Tâches à réaliser:
**1.** Répondez à ces questions sur le texte consacré à Willem Writs :
(a) En quelle année Writs a-t-il réalisé sa gravure du Rokin ?
(b) Qui a conçu le bâtiment de Felix Meritis sur le Keizersgracht ?
(c) Quel peintre a fait le portrait de Writs en 1766 ?
**2.** Pouvez-vous prolonger le texte sur Willem Writs à partir de sa dernière phrase ?

Texte fourni:
━━━━━━━━
Willem Writs, passeur de culture aux Pays-Bas. Amsterdam au XVIIIe siècle
«Les Néerlandais ne connaissent rien à la culture et cela doit changer». Telle était en substance l’opinion des premiers «entrepreneurs culturels» aux Pays-Bas. Sous l’influence des nouveaux idéaux des Lumières, ceux-ci ont fondé au XVIIIe siècle de nombreuses sociétés culturelles et scientifiques. Inventeur de son état et fondateur de la Felix Meritis à Amsterdam, Willem Writs était l’un d’eux.
S’il est quelqu’un qui savait apprécier la beauté d’Amsterdam à sa juste valeur, c’est sans nul doute Willem Writs (1732-1786), à la fois dessinateur, graveur, horloger, mécanicien et inventeur. Aucun détail ne semblait échapper à l’œil d’artiste de cet Amstellodamois de souche. Prenons l’exemple de sa gravure du Rokin, réalisée en 1770: un cheval tirant une calèche traverse le Lange Brug, tandis qu’un batelier muni d’un pieu fait glisser sa coche sur les eaux peu profondes. Sur la gauche, un ouvrier fait rouler des tonneaux de bière jusqu’à la berge. Devant lui, deux hommes sont en pleine discussion, tandis qu’une mère se promène avec sa fille. Voltigeant bruyamment au-dessus du cours d’eau, les mouettes ne manquent pas à l’appel. Writs a représenté des dizaines de ces scènes urbaines, en fin connaisseur d’Amsterdam.
Willem Writs, De Lange Brug op het Rokin (Vue du pont Lange au Rokin à Amsterdam), 1770© Rijksmuseum, Amsterdam
Il savait aussi très bien ce qui manquait à sa ville. Le dessinateur rêvait grand et aspirait à plus que ces arrêts sur images. Enfant des Lumières, il voulait laisser le monde meilleur qu’il ne l’avait trouvé à son arrivée. Ce qui manquait à la florissante ville marchande, où tout tournait autour de l’argent, c’était un centre culturel et scientifique pour les citadins qui s’intéressaient à ces sujets.
Si Writs demeure un illustre inconnu pour la plupart des gens aujourd’hui, tout le monde connaît l’impressionnant bâtiment de Felix Meritis sur le Keizersgracht, icône du néoclassicisme du XVIIIe conçue par Jacob Otten Husly et construite en 1788.
Enfant des Lumières, Writs savait qu'il manquait à sa ville un centre culturel et scientifique pour les citadins qui s’intéressaient à ces sujets
Felix Meritis était une société, une sorte d’école du soir ouverte aux adultes désireux d’étudier le dessin, la physique, le commerce, la musique ou la littérature. L’idée était née du cerveau de Willem Writs, homme d’une grande intelligence issu d’un milieu libéral, confortable sans pour autant être aisé. Il fréquentait depuis sa jeunesse des cercles intellectuels et artistiques. Jurriaan Andriessen, talentueux peintre de papiers peints, brosse son portrait en 1766, alors qu’il est âgé d’environ 35 ans.
━━━━━━━━
[Entrées sur la localisation d'éléments nommés]
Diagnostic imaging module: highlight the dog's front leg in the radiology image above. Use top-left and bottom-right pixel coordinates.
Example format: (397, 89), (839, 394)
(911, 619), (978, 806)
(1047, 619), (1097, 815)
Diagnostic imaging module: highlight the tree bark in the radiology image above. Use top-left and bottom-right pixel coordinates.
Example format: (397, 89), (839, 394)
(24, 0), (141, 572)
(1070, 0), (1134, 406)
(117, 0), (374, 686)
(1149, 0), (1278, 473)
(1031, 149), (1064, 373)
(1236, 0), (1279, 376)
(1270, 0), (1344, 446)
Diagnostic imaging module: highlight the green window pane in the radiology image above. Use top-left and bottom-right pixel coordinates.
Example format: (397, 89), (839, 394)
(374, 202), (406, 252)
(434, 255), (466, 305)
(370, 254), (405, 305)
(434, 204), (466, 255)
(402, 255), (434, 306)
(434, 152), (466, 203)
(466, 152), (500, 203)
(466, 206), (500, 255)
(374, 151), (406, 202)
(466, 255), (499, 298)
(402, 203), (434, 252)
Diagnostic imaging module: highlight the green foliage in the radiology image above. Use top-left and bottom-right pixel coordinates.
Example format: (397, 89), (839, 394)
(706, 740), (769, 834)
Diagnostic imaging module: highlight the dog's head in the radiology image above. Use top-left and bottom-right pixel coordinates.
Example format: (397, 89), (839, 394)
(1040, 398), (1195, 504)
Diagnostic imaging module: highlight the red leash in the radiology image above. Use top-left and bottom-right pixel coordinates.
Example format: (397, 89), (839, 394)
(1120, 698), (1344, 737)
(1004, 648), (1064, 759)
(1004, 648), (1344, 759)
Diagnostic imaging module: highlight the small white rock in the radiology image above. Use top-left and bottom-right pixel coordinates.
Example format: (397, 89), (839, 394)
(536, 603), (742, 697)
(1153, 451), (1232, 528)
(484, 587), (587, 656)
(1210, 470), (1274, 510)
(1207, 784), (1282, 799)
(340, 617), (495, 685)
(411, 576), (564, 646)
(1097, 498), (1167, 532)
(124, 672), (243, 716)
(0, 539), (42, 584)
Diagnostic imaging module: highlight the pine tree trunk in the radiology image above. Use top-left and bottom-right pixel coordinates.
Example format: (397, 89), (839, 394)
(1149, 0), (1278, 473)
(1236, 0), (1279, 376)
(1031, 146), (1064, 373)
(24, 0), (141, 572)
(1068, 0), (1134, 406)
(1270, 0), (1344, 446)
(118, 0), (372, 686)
━━━━━━━━
Ensemble des réponses:
**1.**
(a) En 1770.
(b) Jacob Otten Husly.
(c) Jurriaan Andriessen.

**2.**
Carel Frederik Bendorp, Felix Meritis, 1824-1825 © Rijksmuseum, Amsterdam
Les fils des marchands et les gens de la classe moyenne auxquels appartenaient Writs travaillaient généralement à partir de l’âge de 11 ou 12 ans, tandis que ceux des classes inférieures commençaient parfois dès huit ans. L’enseignement obligatoire n’existait pas au XVIIIe siècle, pas plus qu’un programme national d’éducation. Une fois adultes, de nombreux citoyens aspiraient ainsi à des connaissances plus générales, culturelles et scientifiques. C’est pour ces hommes (les femmes n’étant pas autorisées à devenir membres) que Writs a fondé la société Sapientia et Libertate en 1771. En 1777, cette société a été dissoute et remplacée par la nouvelle société Felix Meritis. Le nom signifie «heureux par le mérite», un point de vue typique des Lumières, le bonheur impliquant le bonheur terrestre, qui ne dépendait donc à leurs yeux ni de Dieu ni de la famille où ils avaient eu le jour, mais de leurs accomplissements.
Willem Writs par Jurriaan Andriessen, vers 1766 © Stadsarchief Amsterdam
Le mouvement des Lumières était essentiellement fondé sur l’optimisme et sur l’idée qu’il était possible de façonner la société, de la bonifier. Les esprits éclairés comme Writs envisageaient un avenir meilleur et plus humain, empreint de plus de liberté et d’égalité pour le plus grand nombre. Ils ont lutté contre la superstition et la corruption et pour un État de droit démocratique fondé sur la recherche de la vérité. Pour y parvenir, il était essentiel de disposer de connaissances fiables. À partir de 1700, ces opinions laïques, diamétralement opposées à la doctrine de prédestination très présente à l’époque aux Pays-Bas, ont commencé à gagner du terrain. Cela ne s’est pas fait sans résistance :
Règne désormais le culte du FELIX MERITIS,
Ou bienheureux par le mérite,
Par sagesse et par zèle, à l’imprévu
Quiconque se hisse en digne élite,
De Bonheur et d’honneur se voit pourvu.
Or cette doctrine, en tous points prise
N’accorde nul crédit aux préceptes de la Bible.
Mais qui donc s’en formalise?
Des centaines de sociétés civilisent les Pays-Bas
Writs n’était pas le premier à créer une société de cet ordre: il s’était inspiré d’une forme de société qui avait fait ses preuves durant le XVIIIe siècle sur les plans culturel et économique. Au cours de ce siècle, la République des Provinces-Unies avait en effet perdu sa position internationale en tant que grande puissance politique et commerciale. L’économie s’était progressivement essoufflée et l’arrivée d’un nouveau stadhouder à partir de 1747, après une longue période sans stathoudérat, n’avait pas fait disparaître le malaise dont de nombreuses villes néerlandaises souffraient, sous les regards impuissants de l’élite.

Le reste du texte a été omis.